Saved data entries
-- -- --

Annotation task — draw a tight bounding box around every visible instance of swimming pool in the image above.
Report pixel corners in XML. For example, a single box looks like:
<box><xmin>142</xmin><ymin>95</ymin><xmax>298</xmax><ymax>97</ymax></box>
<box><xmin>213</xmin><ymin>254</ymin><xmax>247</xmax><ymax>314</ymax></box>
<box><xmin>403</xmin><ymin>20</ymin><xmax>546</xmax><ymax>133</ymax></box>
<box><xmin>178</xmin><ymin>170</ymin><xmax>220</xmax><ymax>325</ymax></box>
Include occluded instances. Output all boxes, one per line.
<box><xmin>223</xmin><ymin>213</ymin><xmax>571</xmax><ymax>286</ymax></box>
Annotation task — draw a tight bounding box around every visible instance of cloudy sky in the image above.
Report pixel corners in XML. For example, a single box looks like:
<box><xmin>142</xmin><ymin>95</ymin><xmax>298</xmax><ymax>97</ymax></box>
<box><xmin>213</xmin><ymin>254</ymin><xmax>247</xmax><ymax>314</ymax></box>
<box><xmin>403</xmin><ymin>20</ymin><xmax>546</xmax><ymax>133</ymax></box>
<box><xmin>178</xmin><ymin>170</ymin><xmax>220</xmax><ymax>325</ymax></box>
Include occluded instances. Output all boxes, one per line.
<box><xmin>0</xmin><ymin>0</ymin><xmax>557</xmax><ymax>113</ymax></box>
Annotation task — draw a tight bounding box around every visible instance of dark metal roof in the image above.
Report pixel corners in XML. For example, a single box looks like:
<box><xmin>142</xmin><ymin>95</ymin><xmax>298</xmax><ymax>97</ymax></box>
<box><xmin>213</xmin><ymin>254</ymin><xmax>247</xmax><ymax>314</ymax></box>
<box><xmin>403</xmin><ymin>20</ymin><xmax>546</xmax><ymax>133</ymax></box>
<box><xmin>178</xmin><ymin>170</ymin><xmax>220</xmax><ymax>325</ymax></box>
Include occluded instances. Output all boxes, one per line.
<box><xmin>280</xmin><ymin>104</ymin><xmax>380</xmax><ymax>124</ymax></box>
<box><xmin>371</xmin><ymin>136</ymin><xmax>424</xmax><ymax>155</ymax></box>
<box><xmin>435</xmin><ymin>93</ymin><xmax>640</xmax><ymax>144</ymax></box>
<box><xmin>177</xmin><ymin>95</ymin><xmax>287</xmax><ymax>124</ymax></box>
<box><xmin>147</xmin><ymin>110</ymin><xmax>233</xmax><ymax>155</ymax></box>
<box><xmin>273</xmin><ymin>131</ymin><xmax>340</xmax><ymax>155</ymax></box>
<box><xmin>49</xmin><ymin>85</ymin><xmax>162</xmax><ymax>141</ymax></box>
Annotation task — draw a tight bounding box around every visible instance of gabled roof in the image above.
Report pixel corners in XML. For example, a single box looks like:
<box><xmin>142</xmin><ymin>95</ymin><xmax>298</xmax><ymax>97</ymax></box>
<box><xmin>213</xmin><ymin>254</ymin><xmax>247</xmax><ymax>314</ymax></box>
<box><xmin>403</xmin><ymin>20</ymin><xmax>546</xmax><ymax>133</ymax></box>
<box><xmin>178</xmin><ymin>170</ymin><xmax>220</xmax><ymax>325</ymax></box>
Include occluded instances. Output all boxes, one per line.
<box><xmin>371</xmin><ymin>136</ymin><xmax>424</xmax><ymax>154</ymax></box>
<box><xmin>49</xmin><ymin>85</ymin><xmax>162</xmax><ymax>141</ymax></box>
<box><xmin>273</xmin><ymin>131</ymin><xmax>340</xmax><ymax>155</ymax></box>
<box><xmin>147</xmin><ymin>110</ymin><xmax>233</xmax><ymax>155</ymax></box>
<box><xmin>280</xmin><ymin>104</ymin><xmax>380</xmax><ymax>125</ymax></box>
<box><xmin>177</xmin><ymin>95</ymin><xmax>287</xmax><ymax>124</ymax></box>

-- -- --

— YOUR TASK —
Pull out every line in the records that contains the word "above". Case must match.

— RESULT FOR THIS EXERCISE —
Annotation task — draw a tight bounding box around every visible instance of swimming pool in the image above.
Annotation task — draw a tight bounding box around every visible instance of cloudy sky in the image above.
Annotation task — draw a tight bounding box around every visible instance of dark metal roof in the image above.
Annotation task — draw a tight bounding box around every visible instance of gabled roof in the image above.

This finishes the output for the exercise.